◆ Entrevista com Laerte:
☆ ☆ ☆ ☆ ☆
O POVO - No filme, há um personagem que é um político movido a ódio. Em entrevista ao O POVO, o Otto disse que não via esse comportamento odioso na primeira década deste século, mas que você já trazia isso nas obras, como que prevendo o que aconteceria depois. Você considera que previu, ou só estava prestando atenção?

Laerte - Quando a gente fala ódio, a gente não tá dizendo muita coisa. A gente tá falando de uma coisa mais ou menos geral. É meio como quem fala 'violência'. Sim, a violência é um problema, é indesejada. Ninguém quer levar uma tijolada na testa. Mas é isso que é a violência, uma tijolada na testa? Mas quem deu essa tijolada? Onde que estávamos? Existe um motivo ou não? Essa multiplicidade de formas de ódio e violência abrigam outros temas, que são, por exemplo, o viés político e ideológico das coisas. Não é que não houvesse ódio e violência, mas se dava provavelmente de formas diferentes. Hoje, o ódio é claramente uma ferramenta de destruição institucional, de opressão de gênero, de classe, vários tipos. São coisas que eu gosto de levar em conta porque situa um pouco melhor, de forma menos neutra, esses problemas. Nos personagens dos Los três amigos (trio de personagens criados por Laerte, Glauco e Angeli no final dos anos 1980), ainda que você considere ser uma linguagem de sátira, de ironia, era um cenário de permanente violência e a gente usava recursos que eu não usaria hoje. Não usaria porque o contexto é outro, eu sou outra e as coisas são outras, também. Mas na época usávamos e isso fez parte da nossa história criativa. Agora, tudo isso também se dava dentro de outras direções. Quando a gente usava violência nas histórias levava em consideração o que estava sendo debatido e trabalhado nelas. Eu lembro de muitas histórias que a gente fazia que faziam referências à realidade política, ao Collor, ao Fernando Henrique.
☆ ☆ ☆ ☆ ☆
◆ Linhas fornecidas:
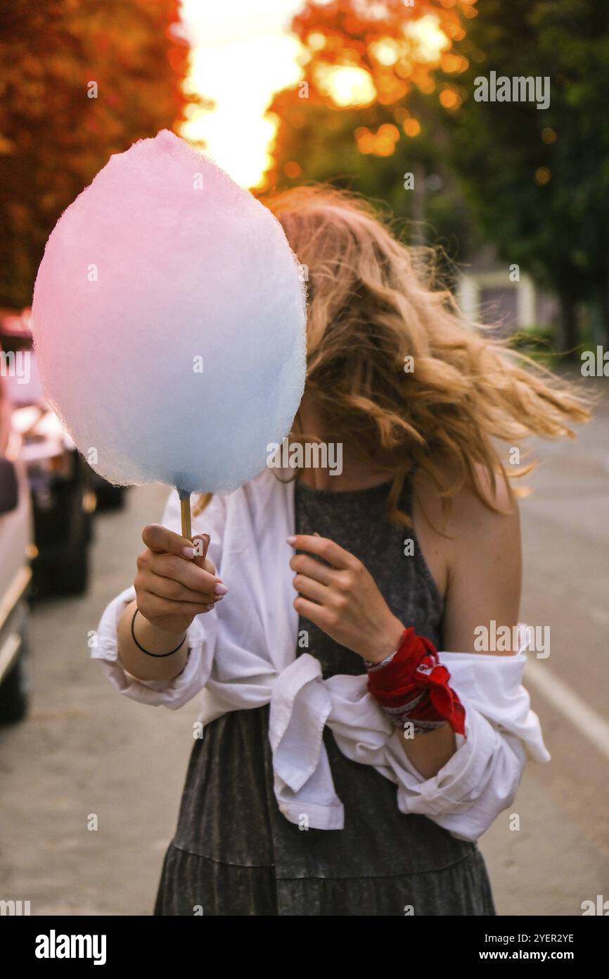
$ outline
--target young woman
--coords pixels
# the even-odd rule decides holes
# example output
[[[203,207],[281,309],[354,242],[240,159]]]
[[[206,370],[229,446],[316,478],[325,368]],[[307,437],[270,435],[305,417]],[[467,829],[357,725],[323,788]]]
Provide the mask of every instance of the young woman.
[[[127,696],[202,690],[155,913],[494,914],[476,840],[549,757],[520,682],[523,470],[496,440],[513,459],[587,411],[359,201],[269,206],[308,269],[290,442],[342,465],[201,498],[197,553],[172,494],[104,613],[93,655]],[[485,627],[514,641],[481,646]]]

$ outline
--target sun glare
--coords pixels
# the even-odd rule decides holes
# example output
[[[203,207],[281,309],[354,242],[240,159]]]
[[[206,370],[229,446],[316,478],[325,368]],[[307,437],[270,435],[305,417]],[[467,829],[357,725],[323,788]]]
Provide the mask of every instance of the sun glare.
[[[191,73],[186,87],[214,103],[213,109],[191,111],[181,134],[203,141],[205,152],[243,187],[260,186],[271,160],[277,123],[265,116],[273,95],[302,77],[300,43],[288,31],[297,0],[227,0],[224,5],[183,0],[182,17],[190,38]],[[323,35],[309,38],[323,47]],[[414,47],[420,61],[437,62],[450,44],[433,15],[411,21],[405,40],[383,38],[375,56],[391,66],[404,44]],[[320,70],[320,87],[340,108],[370,105],[377,97],[369,71],[347,65]],[[370,139],[372,137],[370,136]],[[374,150],[389,142],[374,135]],[[382,143],[382,146],[380,145]],[[372,144],[370,144],[372,145]]]

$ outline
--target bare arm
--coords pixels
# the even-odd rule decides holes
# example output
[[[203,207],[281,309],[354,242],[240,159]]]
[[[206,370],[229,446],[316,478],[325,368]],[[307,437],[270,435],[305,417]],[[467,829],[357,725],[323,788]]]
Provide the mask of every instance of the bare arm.
[[[152,524],[142,537],[146,549],[137,559],[137,598],[118,623],[118,658],[137,679],[170,680],[188,660],[188,627],[195,616],[212,611],[227,588],[207,559],[207,536],[191,541]],[[132,625],[137,642],[154,655],[147,656],[133,641]]]
[[[485,625],[488,628],[493,619],[498,628],[511,629],[518,623],[522,579],[518,509],[510,503],[505,487],[498,487],[495,502],[508,514],[494,513],[471,490],[462,490],[455,498],[447,528],[452,539],[437,541],[435,552],[446,562],[446,650],[476,652],[474,629]],[[434,520],[439,516],[440,511],[434,514]],[[428,535],[427,529],[420,536],[429,540]],[[457,745],[452,728],[445,723],[427,734],[405,738],[404,750],[421,775],[432,778],[455,754]]]

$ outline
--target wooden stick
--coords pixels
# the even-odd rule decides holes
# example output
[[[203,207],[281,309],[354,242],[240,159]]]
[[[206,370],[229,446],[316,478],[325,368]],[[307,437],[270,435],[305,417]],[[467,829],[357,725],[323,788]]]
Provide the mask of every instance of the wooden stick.
[[[184,498],[180,496],[180,513],[182,515],[182,536],[193,539],[193,528],[191,526],[191,495]]]

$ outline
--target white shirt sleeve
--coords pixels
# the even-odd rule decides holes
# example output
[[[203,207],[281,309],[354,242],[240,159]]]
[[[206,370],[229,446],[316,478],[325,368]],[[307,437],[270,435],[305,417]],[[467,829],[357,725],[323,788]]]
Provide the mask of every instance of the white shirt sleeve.
[[[213,496],[205,510],[193,518],[193,534],[210,535],[208,555],[220,575],[222,529],[226,504],[221,496]],[[170,494],[161,524],[169,530],[181,533],[180,501],[178,493]],[[91,648],[91,658],[99,660],[102,668],[121,693],[143,704],[157,706],[162,704],[170,710],[177,710],[192,700],[207,682],[215,651],[218,620],[215,610],[198,615],[187,631],[189,657],[187,664],[177,676],[170,680],[143,680],[132,676],[118,659],[117,627],[118,620],[129,602],[135,599],[135,588],[125,588],[113,598],[105,609],[95,636],[96,645]],[[142,653],[142,656],[145,656]]]
[[[529,758],[549,761],[540,722],[520,683],[526,656],[441,653],[451,686],[465,708],[465,737],[432,778],[409,760],[396,730],[386,760],[398,782],[398,806],[418,813],[457,839],[477,840],[512,805]],[[450,661],[450,662],[449,662]]]

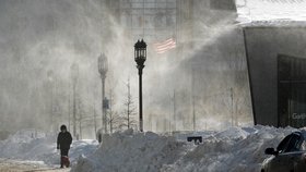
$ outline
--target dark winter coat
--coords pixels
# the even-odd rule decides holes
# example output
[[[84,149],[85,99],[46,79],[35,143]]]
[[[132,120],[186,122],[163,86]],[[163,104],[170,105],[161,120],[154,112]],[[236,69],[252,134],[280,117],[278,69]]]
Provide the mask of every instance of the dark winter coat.
[[[60,149],[70,149],[72,137],[69,132],[60,132],[58,134],[57,146]]]

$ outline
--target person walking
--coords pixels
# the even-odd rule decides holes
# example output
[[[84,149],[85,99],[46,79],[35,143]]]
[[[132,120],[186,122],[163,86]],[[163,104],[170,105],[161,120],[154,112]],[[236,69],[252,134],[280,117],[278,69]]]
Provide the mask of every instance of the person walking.
[[[57,138],[57,149],[60,149],[60,168],[63,168],[63,165],[68,168],[70,165],[68,153],[71,143],[71,134],[67,131],[66,125],[61,125]]]

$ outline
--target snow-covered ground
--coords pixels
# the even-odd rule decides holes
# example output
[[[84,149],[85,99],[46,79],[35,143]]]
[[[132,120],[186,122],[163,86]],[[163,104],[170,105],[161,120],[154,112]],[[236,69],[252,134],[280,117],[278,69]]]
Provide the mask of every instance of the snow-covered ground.
[[[72,171],[258,172],[268,157],[264,149],[276,147],[295,128],[259,125],[192,133],[204,136],[200,145],[187,143],[181,136],[126,131],[104,136],[103,145],[93,155],[80,158]]]
[[[102,146],[96,140],[73,142],[70,159],[74,172],[258,172],[268,157],[264,149],[276,147],[293,131],[257,125],[169,136],[128,130],[104,135]],[[203,143],[186,142],[190,135],[203,136]],[[55,142],[56,136],[44,133],[17,132],[0,142],[0,170],[2,164],[21,169],[58,167]]]
[[[46,135],[35,130],[20,131],[0,142],[0,158],[58,167],[60,156],[56,149],[56,135]],[[73,140],[69,153],[70,160],[73,163],[79,156],[86,157],[97,147],[96,140]]]

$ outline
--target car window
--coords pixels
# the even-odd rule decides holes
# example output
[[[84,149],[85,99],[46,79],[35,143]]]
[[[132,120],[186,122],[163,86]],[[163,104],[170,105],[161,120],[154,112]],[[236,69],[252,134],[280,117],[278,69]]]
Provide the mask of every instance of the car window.
[[[295,132],[287,135],[278,146],[276,150],[282,152],[290,152],[290,151],[298,151],[302,148],[302,144],[304,143],[304,137],[301,133]]]

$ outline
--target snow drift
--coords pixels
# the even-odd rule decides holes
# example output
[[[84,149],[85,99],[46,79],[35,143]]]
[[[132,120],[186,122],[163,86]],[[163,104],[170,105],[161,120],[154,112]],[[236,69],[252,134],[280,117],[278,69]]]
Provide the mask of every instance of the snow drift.
[[[24,130],[0,142],[0,158],[43,161],[48,165],[59,164],[56,135],[46,135],[35,130]],[[69,152],[72,163],[78,157],[86,157],[98,147],[96,140],[73,140]]]
[[[103,145],[87,158],[80,158],[72,171],[255,172],[260,171],[261,162],[268,157],[263,153],[264,149],[275,147],[293,131],[295,128],[259,125],[199,132],[204,139],[202,144],[195,145],[173,136],[129,130],[105,135]]]

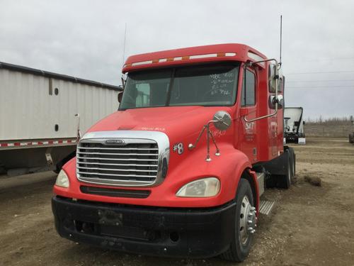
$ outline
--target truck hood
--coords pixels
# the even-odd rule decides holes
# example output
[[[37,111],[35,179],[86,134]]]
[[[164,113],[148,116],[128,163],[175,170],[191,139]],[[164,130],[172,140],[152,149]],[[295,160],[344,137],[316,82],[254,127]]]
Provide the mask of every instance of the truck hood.
[[[232,113],[231,109],[227,106],[169,106],[118,111],[98,122],[88,132],[161,131],[169,136],[170,144],[173,144],[182,141],[182,138],[198,134],[220,110]]]

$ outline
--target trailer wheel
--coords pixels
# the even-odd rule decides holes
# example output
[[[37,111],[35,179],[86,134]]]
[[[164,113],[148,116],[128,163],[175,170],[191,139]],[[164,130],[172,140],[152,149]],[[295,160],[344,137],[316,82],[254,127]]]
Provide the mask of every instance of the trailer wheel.
[[[221,257],[234,262],[241,262],[251,250],[256,225],[256,209],[253,206],[253,196],[247,179],[241,178],[236,195],[236,214],[233,239]]]
[[[290,157],[289,156],[288,160],[287,160],[287,165],[286,165],[286,173],[285,174],[280,175],[280,178],[279,180],[279,187],[282,189],[289,189],[291,185],[292,181],[292,167],[290,162]]]
[[[290,160],[291,181],[294,181],[296,174],[296,155],[294,149],[292,148],[289,148],[289,155]]]

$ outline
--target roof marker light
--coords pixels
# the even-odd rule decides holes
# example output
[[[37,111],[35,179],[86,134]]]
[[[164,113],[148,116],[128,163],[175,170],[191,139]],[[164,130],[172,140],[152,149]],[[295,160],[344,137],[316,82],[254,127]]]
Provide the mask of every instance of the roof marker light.
[[[249,54],[250,54],[250,52],[249,52],[249,57],[251,57]],[[236,56],[236,55],[237,54],[236,52],[217,52],[217,53],[213,53],[213,54],[183,55],[183,56],[178,56],[178,57],[176,57],[154,59],[154,60],[148,60],[148,61],[135,62],[133,63],[126,64],[124,65],[124,67],[135,67],[135,66],[142,65],[148,65],[148,64],[164,62],[188,60],[193,60],[193,59],[201,59],[201,58],[208,58],[208,57],[222,57]],[[253,54],[253,55],[254,55],[254,54]]]

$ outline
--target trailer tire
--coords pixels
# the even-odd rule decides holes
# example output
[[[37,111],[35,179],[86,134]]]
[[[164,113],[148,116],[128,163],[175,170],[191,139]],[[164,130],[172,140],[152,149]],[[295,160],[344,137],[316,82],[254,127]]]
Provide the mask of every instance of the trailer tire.
[[[239,182],[235,201],[236,212],[233,217],[234,227],[232,241],[229,249],[221,254],[220,257],[227,260],[241,262],[246,259],[251,250],[254,231],[251,233],[250,228],[252,226],[254,228],[256,224],[256,211],[251,211],[254,208],[252,189],[249,181],[244,178],[241,178]],[[251,213],[253,214],[249,216]],[[250,219],[252,223],[248,224],[247,222]]]
[[[292,182],[291,157],[289,156],[285,169],[285,174],[280,175],[278,187],[281,189],[287,189],[290,187]]]
[[[290,160],[291,181],[293,182],[296,174],[296,155],[292,148],[289,148],[289,155]]]

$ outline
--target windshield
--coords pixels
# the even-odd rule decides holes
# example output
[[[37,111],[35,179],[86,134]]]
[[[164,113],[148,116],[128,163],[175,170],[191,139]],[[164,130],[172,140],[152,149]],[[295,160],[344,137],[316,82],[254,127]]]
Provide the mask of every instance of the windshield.
[[[218,64],[128,74],[120,110],[179,106],[230,106],[239,65]]]

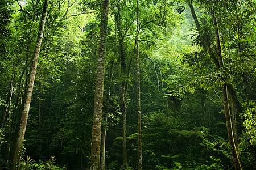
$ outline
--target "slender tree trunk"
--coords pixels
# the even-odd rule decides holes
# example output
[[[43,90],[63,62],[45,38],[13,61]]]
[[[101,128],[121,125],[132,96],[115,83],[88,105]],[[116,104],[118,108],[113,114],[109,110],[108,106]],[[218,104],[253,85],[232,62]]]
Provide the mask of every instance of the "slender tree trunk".
[[[32,61],[32,68],[30,71],[29,77],[29,82],[27,89],[26,90],[25,101],[20,117],[20,123],[18,124],[18,129],[17,136],[15,137],[14,142],[13,145],[13,162],[11,166],[11,170],[16,168],[16,163],[20,155],[19,154],[22,151],[23,142],[25,135],[26,128],[27,126],[27,118],[28,116],[28,112],[30,110],[30,102],[31,100],[32,92],[33,91],[34,82],[36,72],[36,67],[38,62],[38,58],[39,56],[40,49],[41,48],[42,41],[43,39],[43,35],[44,29],[44,24],[46,20],[46,15],[47,13],[48,4],[49,0],[45,0],[44,7],[43,8],[43,13],[41,18],[41,22],[39,25],[39,31],[38,32],[38,39],[35,49],[35,53]]]
[[[105,54],[106,47],[106,34],[109,1],[104,0],[101,13],[101,29],[98,50],[98,68],[95,88],[93,122],[92,133],[90,169],[98,170],[100,167],[101,132],[102,113],[102,100],[104,87]]]
[[[106,114],[105,121],[108,121],[108,113]],[[101,169],[105,169],[105,158],[106,156],[106,125],[102,126],[102,134],[101,138]]]
[[[111,94],[111,86],[112,84],[112,79],[113,79],[113,70],[114,70],[114,62],[111,62],[111,66],[110,66],[110,82],[109,86],[108,87],[108,93],[106,99],[106,107],[107,111],[105,114],[105,125],[104,125],[102,127],[102,134],[101,138],[101,170],[105,169],[105,160],[106,156],[106,135],[107,131],[107,122],[108,122],[108,117],[109,113],[109,100],[110,98],[110,94]]]
[[[212,49],[211,45],[210,45],[210,40],[208,40],[208,35],[204,35],[201,31],[201,26],[199,24],[199,22],[198,21],[197,17],[196,16],[196,13],[195,12],[195,9],[193,6],[193,5],[191,3],[189,4],[190,10],[191,11],[191,14],[192,15],[192,17],[194,19],[195,23],[196,23],[196,28],[197,28],[197,30],[199,31],[199,33],[201,38],[202,39],[202,44],[203,47],[204,49],[206,49],[209,53],[209,55],[210,55],[210,58],[212,58],[212,61],[215,65],[215,66],[217,69],[220,68],[220,63],[218,61],[218,59],[216,58],[213,50]]]
[[[213,10],[211,11],[212,19],[213,21],[214,26],[216,27],[215,35],[216,39],[217,52],[218,56],[220,67],[223,67],[224,62],[223,61],[223,57],[221,53],[221,46],[220,41],[220,32],[218,27],[217,19],[215,17],[214,12]],[[232,155],[233,163],[236,170],[242,169],[242,166],[238,157],[238,154],[237,151],[237,147],[234,139],[233,131],[232,128],[232,123],[230,116],[230,112],[229,107],[229,101],[228,99],[228,85],[226,83],[224,84],[222,89],[222,95],[224,104],[225,116],[226,118],[226,125],[228,130],[228,137],[229,139],[229,144],[230,145],[231,155]]]
[[[142,151],[141,144],[141,80],[139,73],[139,1],[137,3],[136,12],[136,49],[137,58],[137,111],[138,111],[138,169],[142,169]]]

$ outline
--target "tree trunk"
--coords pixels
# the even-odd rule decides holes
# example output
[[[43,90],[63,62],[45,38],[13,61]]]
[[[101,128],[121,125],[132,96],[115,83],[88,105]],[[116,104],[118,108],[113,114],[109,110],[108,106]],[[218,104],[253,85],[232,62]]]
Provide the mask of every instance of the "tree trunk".
[[[218,56],[220,67],[223,67],[224,62],[223,61],[223,57],[221,53],[221,46],[220,45],[220,32],[218,30],[218,24],[215,17],[214,11],[212,10],[211,12],[213,21],[213,24],[214,27],[216,28],[215,35],[216,39],[217,52]],[[224,104],[225,116],[226,118],[226,125],[228,131],[228,137],[229,139],[229,144],[230,145],[230,151],[231,155],[232,155],[233,163],[234,164],[234,169],[236,170],[242,169],[242,166],[239,160],[238,154],[237,154],[236,142],[233,136],[232,119],[229,107],[229,101],[228,99],[228,86],[226,83],[225,83],[223,87],[222,95]]]
[[[106,135],[107,131],[107,122],[108,122],[108,117],[109,116],[109,100],[110,98],[110,94],[111,94],[111,86],[112,84],[113,80],[113,70],[114,70],[114,62],[110,62],[111,66],[110,66],[110,80],[109,80],[109,86],[108,87],[108,93],[106,99],[106,108],[107,110],[106,111],[106,113],[105,114],[105,125],[104,125],[102,127],[102,134],[101,138],[101,170],[105,169],[105,160],[106,156]]]
[[[141,80],[139,73],[139,1],[137,3],[136,12],[136,53],[137,58],[137,111],[138,111],[138,169],[142,169],[142,151],[141,144]]]
[[[101,29],[98,50],[98,68],[95,88],[93,122],[92,133],[90,169],[98,170],[100,167],[101,132],[102,113],[102,100],[104,87],[105,54],[106,52],[106,33],[109,1],[104,0],[101,13]]]
[[[17,135],[14,138],[14,142],[13,145],[13,162],[10,168],[11,170],[14,170],[16,168],[17,161],[20,159],[19,159],[19,157],[20,156],[20,155],[19,155],[19,154],[22,151],[23,142],[25,135],[26,128],[27,126],[27,118],[28,116],[28,112],[30,110],[30,102],[31,100],[32,92],[33,91],[34,82],[35,81],[36,67],[38,62],[38,58],[39,56],[39,52],[41,48],[42,41],[43,39],[43,35],[44,29],[44,24],[46,20],[48,3],[49,0],[44,1],[41,22],[39,25],[39,31],[38,32],[38,39],[35,49],[35,53],[32,61],[32,68],[31,70],[30,71],[29,82],[25,96],[25,101],[24,101],[24,105],[20,119],[20,123],[18,124],[18,129]]]

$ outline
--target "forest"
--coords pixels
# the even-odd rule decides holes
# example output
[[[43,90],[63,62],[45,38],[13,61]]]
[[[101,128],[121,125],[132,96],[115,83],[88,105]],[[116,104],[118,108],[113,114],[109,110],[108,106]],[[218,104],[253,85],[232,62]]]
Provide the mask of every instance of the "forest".
[[[254,0],[1,0],[0,169],[256,169]]]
☆ ☆ ☆ ☆ ☆
◆ Lista de tarefas:
A – Responda sim ou não, citando literalmente as palavras decisivas da entrevista com Laerte, se ela confirma cada afirmação: (i) hoje o ódio é uma ferramenta de destruição institucional; (ii) os recursos usados em Los três amigos seriam usados de novo hoje; (iii) as histórias faziam referências ao Collor.
B – Prossiga, por favor, com a entrevista com Laerte a partir da última frase apresentada.
As linhas não têm nenhum papel aqui.

◆ Respostas:
A –
(i) Sim: "Hoje, o ódio é claramente uma ferramenta de destruição institucional".
(ii) Não: "a gente usava recursos que eu não usaria hoje".
(iii) Sim: "faziam referências à realidade política, ao Collor, ao Fernando Henrique".

B –
O POVO - Ideias de revolução são reiteradas no filme: há a "revolução conservadora" do político, o motim dos Piratas do Tietê, o motim metalinguístico do pessoal do estúdio de animação contra o diretor. Como você vê a revolução hoje no Brasil? Há espaço para isso?

Laerte - Eu já fui do Partido Comunista e, naquela época, anos 1970, a revolução era uma coisa mais ou menos nítida pra mim. Era a abolição das classes, a condução através da classe operária de um processo de remodelação total da sociedade. Eu não acredito mais numa revolução nesses termos, mas eu acredito numa transformação radical da sociedade em nome de garantir igualdade. Agora, como chegar a isso eu também não tenho mais um guia (risos). Eu tenho uma intuição, um sentido e um desejo de trabalhar. E, quer dizer, há uma direção que eu considero a correta, a justa, a mais desejada, e essa não passa simplesmente por melhorar condições da população. Passa, passa por aí, mas não só por isso. Nesse sentido, sim, eu penso numa transformação social mais radical. Há quem fala claramente em revolução, socialismo. Eu já tô um pouco confusa em relação aos termos a serem usados, mas apoio essa ideia de uma reelaboração total e radical.